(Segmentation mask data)
════════════════
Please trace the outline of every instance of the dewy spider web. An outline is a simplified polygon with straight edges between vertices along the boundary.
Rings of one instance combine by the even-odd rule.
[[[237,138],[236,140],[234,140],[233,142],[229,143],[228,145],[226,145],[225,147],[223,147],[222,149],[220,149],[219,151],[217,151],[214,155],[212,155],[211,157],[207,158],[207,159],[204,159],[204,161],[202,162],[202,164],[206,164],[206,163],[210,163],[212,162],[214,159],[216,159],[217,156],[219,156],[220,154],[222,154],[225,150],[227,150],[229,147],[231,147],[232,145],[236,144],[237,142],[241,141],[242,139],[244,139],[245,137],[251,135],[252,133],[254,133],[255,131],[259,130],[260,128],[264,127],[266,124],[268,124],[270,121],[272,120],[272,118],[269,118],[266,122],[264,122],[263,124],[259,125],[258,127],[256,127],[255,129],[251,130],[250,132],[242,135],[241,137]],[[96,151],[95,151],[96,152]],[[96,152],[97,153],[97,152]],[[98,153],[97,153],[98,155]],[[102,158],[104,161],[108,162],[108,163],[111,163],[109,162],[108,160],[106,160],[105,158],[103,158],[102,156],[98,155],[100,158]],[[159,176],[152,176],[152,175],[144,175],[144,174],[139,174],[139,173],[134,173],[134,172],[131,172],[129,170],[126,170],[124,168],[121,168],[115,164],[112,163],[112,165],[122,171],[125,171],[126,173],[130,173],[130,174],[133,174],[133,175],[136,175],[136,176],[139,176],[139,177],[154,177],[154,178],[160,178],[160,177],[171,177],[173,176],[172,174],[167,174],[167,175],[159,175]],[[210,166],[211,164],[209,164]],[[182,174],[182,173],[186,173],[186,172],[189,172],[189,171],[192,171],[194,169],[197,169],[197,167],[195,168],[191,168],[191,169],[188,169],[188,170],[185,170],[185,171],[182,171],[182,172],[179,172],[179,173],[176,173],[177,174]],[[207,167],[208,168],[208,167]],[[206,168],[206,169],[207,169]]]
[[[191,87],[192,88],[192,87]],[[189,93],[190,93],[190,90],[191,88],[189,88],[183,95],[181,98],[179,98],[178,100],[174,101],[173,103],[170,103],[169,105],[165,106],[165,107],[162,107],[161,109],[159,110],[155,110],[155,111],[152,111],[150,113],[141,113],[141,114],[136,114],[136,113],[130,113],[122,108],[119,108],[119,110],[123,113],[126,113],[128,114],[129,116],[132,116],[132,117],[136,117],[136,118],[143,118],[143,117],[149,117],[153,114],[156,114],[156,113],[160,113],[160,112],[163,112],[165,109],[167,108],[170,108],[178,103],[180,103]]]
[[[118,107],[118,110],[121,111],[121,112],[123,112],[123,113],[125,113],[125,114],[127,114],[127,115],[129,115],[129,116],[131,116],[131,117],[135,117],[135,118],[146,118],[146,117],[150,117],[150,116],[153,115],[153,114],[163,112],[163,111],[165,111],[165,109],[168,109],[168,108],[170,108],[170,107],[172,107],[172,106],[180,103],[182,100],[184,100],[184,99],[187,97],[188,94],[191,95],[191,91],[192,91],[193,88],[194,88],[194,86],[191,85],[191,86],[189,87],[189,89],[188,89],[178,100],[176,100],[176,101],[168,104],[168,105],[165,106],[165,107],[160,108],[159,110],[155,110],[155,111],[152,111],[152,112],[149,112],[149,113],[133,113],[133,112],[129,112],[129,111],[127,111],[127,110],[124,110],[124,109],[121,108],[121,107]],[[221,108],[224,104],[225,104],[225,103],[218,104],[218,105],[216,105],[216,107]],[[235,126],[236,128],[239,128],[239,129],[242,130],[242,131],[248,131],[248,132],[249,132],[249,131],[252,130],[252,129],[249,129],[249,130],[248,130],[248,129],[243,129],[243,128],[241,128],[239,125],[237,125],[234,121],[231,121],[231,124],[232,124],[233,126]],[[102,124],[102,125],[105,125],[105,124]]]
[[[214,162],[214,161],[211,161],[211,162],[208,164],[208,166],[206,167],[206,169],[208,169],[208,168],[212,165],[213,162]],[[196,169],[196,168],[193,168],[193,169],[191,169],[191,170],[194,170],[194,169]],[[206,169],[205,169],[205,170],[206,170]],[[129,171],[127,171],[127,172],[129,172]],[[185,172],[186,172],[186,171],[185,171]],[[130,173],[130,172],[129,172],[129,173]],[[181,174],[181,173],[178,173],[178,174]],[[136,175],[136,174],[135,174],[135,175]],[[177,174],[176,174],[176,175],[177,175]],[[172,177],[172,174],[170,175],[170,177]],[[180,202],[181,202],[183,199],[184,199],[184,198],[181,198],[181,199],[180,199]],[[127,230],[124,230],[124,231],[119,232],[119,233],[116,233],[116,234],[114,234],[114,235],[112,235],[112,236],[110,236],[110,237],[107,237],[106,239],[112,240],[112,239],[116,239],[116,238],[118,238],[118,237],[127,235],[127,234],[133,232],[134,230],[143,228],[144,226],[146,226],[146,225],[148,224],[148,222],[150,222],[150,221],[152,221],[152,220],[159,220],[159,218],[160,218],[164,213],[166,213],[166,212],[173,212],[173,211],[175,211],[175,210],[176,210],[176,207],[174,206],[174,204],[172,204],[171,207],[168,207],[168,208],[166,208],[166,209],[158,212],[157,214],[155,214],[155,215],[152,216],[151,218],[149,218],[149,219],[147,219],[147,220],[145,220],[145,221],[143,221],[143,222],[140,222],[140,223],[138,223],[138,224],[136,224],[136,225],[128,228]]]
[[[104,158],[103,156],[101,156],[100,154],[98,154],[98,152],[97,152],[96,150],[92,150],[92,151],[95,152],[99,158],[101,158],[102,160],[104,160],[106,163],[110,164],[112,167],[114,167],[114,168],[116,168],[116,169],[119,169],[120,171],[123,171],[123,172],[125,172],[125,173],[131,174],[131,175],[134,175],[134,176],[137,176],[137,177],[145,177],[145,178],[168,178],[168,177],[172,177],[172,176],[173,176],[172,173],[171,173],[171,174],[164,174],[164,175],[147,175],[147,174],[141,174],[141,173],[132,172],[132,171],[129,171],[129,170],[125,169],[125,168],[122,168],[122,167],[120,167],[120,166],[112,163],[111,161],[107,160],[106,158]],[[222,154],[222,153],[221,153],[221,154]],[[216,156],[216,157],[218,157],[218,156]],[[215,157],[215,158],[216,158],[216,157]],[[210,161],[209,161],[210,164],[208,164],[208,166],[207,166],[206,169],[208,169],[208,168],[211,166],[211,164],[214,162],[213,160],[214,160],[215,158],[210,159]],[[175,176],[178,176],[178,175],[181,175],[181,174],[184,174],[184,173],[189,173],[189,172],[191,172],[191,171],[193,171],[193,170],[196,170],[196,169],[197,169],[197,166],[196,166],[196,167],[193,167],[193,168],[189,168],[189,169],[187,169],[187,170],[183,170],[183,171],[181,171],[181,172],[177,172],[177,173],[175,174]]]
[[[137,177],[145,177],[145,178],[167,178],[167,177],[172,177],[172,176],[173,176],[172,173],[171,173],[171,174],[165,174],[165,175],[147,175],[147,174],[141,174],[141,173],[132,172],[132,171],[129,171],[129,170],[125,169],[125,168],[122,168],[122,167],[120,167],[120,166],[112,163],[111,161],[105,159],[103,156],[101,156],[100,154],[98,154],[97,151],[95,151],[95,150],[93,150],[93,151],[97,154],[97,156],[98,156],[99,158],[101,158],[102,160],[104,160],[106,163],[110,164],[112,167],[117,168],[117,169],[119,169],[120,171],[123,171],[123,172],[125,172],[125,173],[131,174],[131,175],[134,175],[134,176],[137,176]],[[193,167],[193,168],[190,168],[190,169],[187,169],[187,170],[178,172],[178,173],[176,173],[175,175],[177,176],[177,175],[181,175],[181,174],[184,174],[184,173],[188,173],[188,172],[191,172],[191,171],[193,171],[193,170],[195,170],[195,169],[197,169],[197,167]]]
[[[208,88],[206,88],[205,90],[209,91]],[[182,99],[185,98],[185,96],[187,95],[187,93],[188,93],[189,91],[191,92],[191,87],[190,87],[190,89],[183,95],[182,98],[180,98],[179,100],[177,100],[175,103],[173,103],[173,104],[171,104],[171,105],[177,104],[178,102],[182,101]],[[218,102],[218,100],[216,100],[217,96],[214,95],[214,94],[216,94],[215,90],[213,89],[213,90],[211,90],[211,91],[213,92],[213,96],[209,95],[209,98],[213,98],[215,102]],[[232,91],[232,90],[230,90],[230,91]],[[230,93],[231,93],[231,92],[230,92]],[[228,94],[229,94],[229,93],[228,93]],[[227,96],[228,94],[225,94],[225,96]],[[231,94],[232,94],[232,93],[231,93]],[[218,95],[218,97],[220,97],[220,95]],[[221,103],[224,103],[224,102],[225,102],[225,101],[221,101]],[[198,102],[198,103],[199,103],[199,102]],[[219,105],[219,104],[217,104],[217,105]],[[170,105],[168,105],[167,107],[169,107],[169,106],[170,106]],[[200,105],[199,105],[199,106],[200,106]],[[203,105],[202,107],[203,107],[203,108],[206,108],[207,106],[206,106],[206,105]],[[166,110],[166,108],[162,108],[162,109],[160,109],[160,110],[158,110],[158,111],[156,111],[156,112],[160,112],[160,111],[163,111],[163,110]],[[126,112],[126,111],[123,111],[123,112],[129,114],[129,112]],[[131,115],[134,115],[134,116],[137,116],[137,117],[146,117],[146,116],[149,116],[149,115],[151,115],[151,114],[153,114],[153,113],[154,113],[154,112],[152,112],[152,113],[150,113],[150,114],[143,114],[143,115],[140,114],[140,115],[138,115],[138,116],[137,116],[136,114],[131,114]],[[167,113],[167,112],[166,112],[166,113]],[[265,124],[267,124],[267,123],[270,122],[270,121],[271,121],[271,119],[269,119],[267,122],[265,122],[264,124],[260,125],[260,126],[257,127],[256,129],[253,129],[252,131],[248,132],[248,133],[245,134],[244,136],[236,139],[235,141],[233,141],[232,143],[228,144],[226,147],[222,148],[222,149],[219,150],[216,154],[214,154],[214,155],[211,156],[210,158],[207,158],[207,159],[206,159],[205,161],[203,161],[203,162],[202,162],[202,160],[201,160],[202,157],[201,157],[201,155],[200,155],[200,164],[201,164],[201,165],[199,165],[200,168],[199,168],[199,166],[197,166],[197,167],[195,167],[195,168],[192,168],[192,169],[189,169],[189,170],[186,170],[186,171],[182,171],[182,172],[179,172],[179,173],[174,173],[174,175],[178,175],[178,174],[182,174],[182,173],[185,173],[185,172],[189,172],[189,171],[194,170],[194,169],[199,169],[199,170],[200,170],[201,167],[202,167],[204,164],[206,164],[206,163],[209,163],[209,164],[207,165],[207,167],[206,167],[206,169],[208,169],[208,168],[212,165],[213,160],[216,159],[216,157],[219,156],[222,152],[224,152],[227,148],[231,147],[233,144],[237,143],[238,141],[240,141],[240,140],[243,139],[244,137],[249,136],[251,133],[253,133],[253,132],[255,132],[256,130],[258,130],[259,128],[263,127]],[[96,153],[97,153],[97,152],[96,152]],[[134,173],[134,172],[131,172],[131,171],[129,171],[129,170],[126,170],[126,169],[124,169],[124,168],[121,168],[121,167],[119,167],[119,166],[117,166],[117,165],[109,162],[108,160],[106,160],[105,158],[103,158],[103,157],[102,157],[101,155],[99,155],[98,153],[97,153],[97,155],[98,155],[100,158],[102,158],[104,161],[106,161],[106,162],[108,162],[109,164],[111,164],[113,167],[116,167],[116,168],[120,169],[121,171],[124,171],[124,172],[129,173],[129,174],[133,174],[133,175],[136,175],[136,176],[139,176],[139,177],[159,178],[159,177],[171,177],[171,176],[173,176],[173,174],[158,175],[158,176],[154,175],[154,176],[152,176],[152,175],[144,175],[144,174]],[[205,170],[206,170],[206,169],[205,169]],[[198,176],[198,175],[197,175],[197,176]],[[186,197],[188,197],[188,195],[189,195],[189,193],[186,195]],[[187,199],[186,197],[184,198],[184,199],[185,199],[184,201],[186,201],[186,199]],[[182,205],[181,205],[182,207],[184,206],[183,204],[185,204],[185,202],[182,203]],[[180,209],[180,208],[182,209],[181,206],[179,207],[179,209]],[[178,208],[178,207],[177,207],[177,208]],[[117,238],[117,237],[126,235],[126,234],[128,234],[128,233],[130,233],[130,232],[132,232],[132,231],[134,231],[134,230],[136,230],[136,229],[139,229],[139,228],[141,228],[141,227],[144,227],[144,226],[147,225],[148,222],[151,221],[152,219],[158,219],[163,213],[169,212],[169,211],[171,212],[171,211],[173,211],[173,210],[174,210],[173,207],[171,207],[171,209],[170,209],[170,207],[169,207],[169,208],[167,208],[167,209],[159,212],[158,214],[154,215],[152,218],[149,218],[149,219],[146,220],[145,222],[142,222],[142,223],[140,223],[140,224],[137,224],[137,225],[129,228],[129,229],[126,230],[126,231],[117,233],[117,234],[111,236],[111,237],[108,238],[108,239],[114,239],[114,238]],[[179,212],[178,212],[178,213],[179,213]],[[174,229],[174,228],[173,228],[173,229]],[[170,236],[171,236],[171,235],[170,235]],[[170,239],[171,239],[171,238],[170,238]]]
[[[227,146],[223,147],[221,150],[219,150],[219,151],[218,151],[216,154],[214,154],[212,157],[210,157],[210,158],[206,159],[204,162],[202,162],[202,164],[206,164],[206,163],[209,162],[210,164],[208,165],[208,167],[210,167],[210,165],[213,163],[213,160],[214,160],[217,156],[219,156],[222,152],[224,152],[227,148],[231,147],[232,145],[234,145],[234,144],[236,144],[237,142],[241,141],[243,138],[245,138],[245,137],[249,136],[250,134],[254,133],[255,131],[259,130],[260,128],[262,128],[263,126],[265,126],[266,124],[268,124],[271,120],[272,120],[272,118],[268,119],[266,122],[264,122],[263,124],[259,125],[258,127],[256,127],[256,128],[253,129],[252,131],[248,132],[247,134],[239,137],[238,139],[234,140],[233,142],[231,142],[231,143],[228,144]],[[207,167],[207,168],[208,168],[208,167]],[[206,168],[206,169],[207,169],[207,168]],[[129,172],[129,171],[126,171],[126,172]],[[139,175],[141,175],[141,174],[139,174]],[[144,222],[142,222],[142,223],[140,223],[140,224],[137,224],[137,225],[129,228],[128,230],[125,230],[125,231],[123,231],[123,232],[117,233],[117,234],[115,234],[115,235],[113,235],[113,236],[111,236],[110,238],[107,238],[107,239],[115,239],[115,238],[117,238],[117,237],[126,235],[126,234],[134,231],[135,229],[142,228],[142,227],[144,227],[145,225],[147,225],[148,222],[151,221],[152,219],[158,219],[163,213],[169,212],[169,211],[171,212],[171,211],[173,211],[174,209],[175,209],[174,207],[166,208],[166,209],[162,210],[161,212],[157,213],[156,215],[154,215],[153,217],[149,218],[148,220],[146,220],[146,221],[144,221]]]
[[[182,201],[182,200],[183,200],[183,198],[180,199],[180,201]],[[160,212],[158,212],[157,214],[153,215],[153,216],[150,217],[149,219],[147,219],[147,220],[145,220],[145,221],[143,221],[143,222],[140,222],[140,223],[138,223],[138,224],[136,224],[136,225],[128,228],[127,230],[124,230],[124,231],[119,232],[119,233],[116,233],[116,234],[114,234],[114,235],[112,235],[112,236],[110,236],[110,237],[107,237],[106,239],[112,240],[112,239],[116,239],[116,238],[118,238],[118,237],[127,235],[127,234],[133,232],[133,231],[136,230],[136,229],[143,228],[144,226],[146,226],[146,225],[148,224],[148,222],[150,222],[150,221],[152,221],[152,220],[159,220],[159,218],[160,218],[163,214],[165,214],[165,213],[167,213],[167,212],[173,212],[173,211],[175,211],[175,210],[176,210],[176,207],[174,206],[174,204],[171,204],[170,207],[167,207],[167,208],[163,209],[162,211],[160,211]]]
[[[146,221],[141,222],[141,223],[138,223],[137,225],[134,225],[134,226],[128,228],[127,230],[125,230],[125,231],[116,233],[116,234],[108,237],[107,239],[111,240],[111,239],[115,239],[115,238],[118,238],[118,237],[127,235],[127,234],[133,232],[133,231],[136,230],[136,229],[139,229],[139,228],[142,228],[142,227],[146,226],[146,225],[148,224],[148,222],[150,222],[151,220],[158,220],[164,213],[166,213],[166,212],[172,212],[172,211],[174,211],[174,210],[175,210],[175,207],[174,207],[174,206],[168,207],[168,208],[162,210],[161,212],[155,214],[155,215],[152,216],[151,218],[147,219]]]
════════════════
**What you should do**
Each line above that includes "instance" should be shown.

**Completed task**
Please trace the outline of every instance of the dewy spider web. An outline is a simplified polygon with straight edges between vertices along the boundary.
Rings of one instance combine by the even-odd rule.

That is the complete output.